• [DATA SUPPLIED]

┌──

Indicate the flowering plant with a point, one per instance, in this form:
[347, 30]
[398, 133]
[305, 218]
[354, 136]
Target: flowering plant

└──

• [WORK TO BE COMPLETED] Copy, from the data above, every line where the word "flowering" appears.

• [WRITTEN ANSWER]
Indicate the flowering plant with a point, one per instance, in this form:
Target: flowering plant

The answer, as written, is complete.